* _COMPLETE THE FOLLOWING_
(1) For the BPF_PROBE_MEM patch description, decide whether each statement agrees with it, answering yes or no and quoting the words that decide it: (a) the current comment is right that the verifier prevents insn->off < 0; (b) the example results in a load with off = -8; (c) the change removes the abs().
(2) Return, word for word, the part of the BPF_PROBE_MEM patch description from "struct example_node n" up to and including "jitting BPF_PROBE_MEM.".

[bpf-next,10/13] bpf, x86: BPF_PROBE_MEM handling for insn->off < 0

Current comment in BPF_PROBE_MEM jit code claims that verifier prevents
insn->off < 0, but this appears to not be true irrespective of changes
in this series. Regardless, changes in this series will result in an
example like:

  struct example_node {
    long key;
    long val;
    struct bpf_rb_node node;
  }

  /* In BPF prog, assume root contains example_node nodes */
  struct bpf_rb_node res = bpf_rbtree_first(&root);
  if (!res)
    return 1;

  struct example_node n = container_of(res, struct example_node, node);
  long key = n->key;

Resulting in a load with off = -16, as bpf_rbtree_first's return is
modified by verifier to be PTR_TO_BTF_ID of example_node w/ offset =
offsetof(struct example_node, node), instead of PTR_TO_BTF_ID of
bpf_rb_node. So it's necessary to support negative insn->off when
jitting BPF_PROBE_MEM.

In order to ensure that page fault for a BPF_PROBE_MEM load of *src_reg +
insn->off is safely handled, we must confirm that *src_reg + insn->off is
in kernel's memory. Two runtime checks are emitted to confirm that:

  1) (*src_reg + insn->off) > boundary between user and kernel address
  spaces
  2) (*src_reg + insn->off) does not overflow to a small positive
  number. This might happen if some function meant to set src_reg
  returns ERR_PTR(-EINVAL) or similar.

Check 1 currently is sligtly off - it compares a

  u64 limit = TASK_SIZE_MAX + PAGE_SIZE + abs(insn->off);

to *src_reg, aborting the load if limit is larger. Rewriting this as an
inequality:

  *src_reg > TASK_SIZE_MAX + PAGE_SIZE + abs(insn->off)
  *src_reg - abs(insn->off) > TASK_SIZE_MAX + PAGE_SIZE

shows that this isn't quite right even if insn->off is positive, as we
really want:

  *src_reg + insn->off > TASK_SIZE_MAX + PAGE_SIZE
  *src_reg > TASK_SIZE_MAX + PAGE_SIZE - insn_off

Since *src_reg + insn->off is the address we'll be loading from, not
*src_reg - insn->off or *src_reg - abs(insn->off). So change the
subtraction to an addition and remove the abs(), as comment indicates
that it was only added to ignore negative insn->off.

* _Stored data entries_
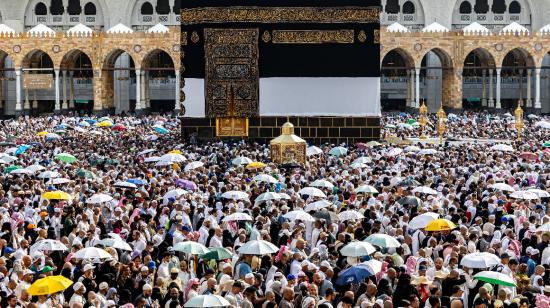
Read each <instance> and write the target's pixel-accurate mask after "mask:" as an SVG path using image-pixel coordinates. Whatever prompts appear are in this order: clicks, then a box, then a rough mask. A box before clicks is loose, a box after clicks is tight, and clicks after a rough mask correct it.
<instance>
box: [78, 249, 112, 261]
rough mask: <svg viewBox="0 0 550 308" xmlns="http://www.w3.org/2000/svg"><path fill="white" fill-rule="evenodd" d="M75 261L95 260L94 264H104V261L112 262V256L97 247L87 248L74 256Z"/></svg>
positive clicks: (82, 249) (101, 249)
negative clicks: (77, 260)
mask: <svg viewBox="0 0 550 308" xmlns="http://www.w3.org/2000/svg"><path fill="white" fill-rule="evenodd" d="M72 258H73V259H79V260H80V259H82V260H93V261H94V263H102V261H105V260H110V259H111V258H112V256H111V254H110V253H108V252H107V251H105V250H103V249H101V248H97V247H87V248H83V249H80V250H79V251H77V252H76V253H75V254H74V255H73V256H72Z"/></svg>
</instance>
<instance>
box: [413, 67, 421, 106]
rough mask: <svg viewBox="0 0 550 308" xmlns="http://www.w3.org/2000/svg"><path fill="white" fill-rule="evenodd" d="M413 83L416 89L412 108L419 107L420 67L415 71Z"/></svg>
mask: <svg viewBox="0 0 550 308" xmlns="http://www.w3.org/2000/svg"><path fill="white" fill-rule="evenodd" d="M414 72H415V81H416V89H415V95H416V98H415V101H414V108H418V107H420V67H417V68H416V69H415V70H414Z"/></svg>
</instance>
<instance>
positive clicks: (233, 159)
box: [231, 157, 252, 166]
mask: <svg viewBox="0 0 550 308" xmlns="http://www.w3.org/2000/svg"><path fill="white" fill-rule="evenodd" d="M231 163H232V164H233V165H235V166H240V165H248V164H250V163H252V159H250V158H248V157H237V158H235V159H233V160H232V161H231Z"/></svg>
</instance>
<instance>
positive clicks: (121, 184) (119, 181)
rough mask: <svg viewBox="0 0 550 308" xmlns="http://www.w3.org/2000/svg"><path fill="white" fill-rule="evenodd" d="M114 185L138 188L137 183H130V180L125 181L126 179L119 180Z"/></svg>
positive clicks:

* _ANSWERS TO EACH TASK_
(1)
(a) No: "this appears to not be true irrespective of changes in this series"
(b) No: "Resulting in a load with off = -16"
(c) Yes: "So change the subtraction to an addition and remove the abs()"

(2)
struct example_node n = container_of(res, struct example_node, node);
  long key = n->key;

Resulting in a load with off = -16, as bpf_rbtree_first's return is
modified by verifier to be PTR_TO_BTF_ID of example_node w/ offset =
offsetof(struct example_node, node), instead of PTR_TO_BTF_ID of
bpf_rb_node. So it's necessary to support negative insn->off when
jitting BPF_PROBE_MEM.